___ Given information ___
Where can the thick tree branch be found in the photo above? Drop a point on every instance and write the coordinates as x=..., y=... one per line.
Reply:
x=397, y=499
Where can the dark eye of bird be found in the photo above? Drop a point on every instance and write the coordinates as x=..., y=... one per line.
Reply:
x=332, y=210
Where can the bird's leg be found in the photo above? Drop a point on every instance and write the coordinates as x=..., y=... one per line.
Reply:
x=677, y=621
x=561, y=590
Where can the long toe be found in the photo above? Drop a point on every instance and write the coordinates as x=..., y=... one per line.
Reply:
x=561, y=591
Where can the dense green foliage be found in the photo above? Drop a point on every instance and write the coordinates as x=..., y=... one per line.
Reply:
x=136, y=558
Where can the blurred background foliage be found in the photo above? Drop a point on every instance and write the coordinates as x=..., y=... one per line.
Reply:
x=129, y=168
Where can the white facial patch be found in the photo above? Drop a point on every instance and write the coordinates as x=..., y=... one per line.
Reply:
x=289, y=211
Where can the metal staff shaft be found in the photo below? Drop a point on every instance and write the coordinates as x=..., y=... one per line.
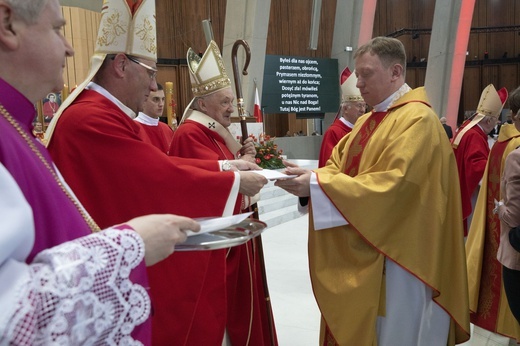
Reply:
x=257, y=242
x=238, y=85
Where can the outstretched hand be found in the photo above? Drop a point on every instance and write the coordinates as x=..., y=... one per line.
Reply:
x=160, y=234
x=299, y=186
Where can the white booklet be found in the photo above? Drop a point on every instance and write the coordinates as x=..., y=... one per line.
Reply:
x=210, y=224
x=270, y=174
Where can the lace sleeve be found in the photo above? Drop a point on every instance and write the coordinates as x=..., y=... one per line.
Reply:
x=80, y=293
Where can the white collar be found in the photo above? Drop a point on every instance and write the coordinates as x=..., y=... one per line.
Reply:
x=147, y=120
x=346, y=122
x=99, y=89
x=390, y=100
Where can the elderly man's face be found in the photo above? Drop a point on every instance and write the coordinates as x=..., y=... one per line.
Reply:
x=154, y=104
x=219, y=106
x=42, y=49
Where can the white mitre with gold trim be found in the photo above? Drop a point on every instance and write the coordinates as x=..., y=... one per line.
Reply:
x=207, y=74
x=349, y=90
x=490, y=104
x=126, y=26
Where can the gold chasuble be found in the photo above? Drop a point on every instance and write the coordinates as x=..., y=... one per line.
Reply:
x=401, y=199
x=487, y=300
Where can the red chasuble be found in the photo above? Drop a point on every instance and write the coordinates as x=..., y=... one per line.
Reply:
x=247, y=321
x=118, y=174
x=160, y=135
x=471, y=155
x=488, y=303
x=334, y=133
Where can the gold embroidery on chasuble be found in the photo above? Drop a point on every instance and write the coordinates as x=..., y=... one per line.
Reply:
x=359, y=142
x=488, y=300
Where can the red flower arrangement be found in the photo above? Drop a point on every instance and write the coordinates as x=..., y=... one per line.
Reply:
x=267, y=153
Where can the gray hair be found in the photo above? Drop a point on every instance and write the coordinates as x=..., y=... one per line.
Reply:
___
Set task —
Reproduce the lines from the one containing "Where can the long" through the one containing "x=129, y=168", inclusive, switching "foliage" to "leaves" wherever it occurs and leaving everything else unchanged.

The response —
Where can the long toe be found in the photo above? Drop a point on every instance and write the coordinates as x=..., y=... one per line.
Reply:
x=561, y=591
Where can the dense green leaves be found in the photo above? Drop a point on every instance and write the coordinates as x=..., y=... one per line.
Reply:
x=136, y=558
Where can the blurred background leaves be found in the photo above? Drop a point on every instance and write the coordinates as x=..., y=... one per line.
Reply:
x=129, y=168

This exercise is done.